Natural language region descriptions
=== Begin Enclosure ===
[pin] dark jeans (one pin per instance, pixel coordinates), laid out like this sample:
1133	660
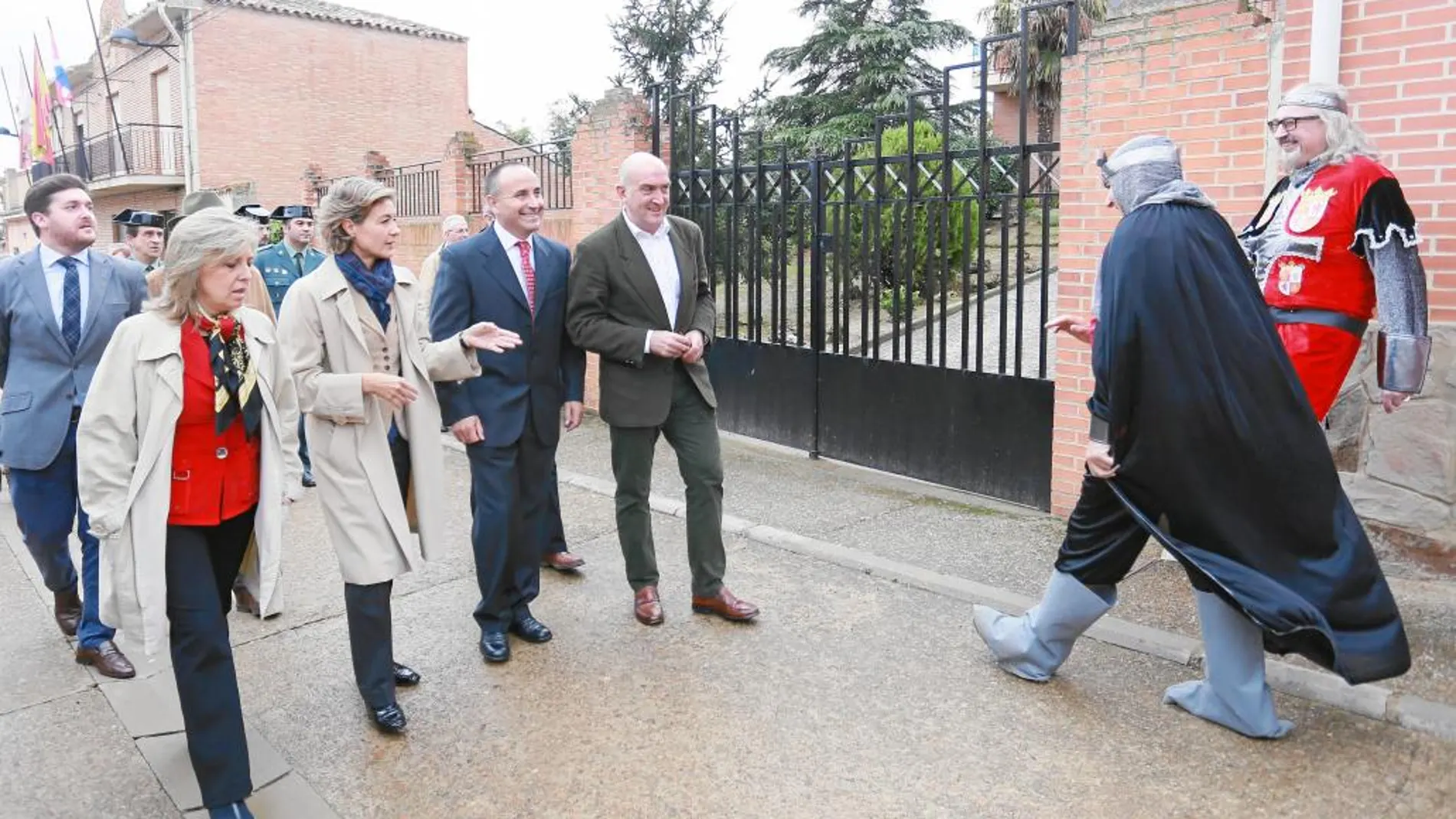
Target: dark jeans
202	563
509	526
370	620
47	506
555	530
=== End Enclosure ===
Each line above is to be copied exactly, and the pictures are to be dropped.

[pin] dark jeans (one pin per instance, pixel coordinates), laid out like this sample:
1133	660
Target: dark jeans
202	563
509	526
370	620
47	506
555	530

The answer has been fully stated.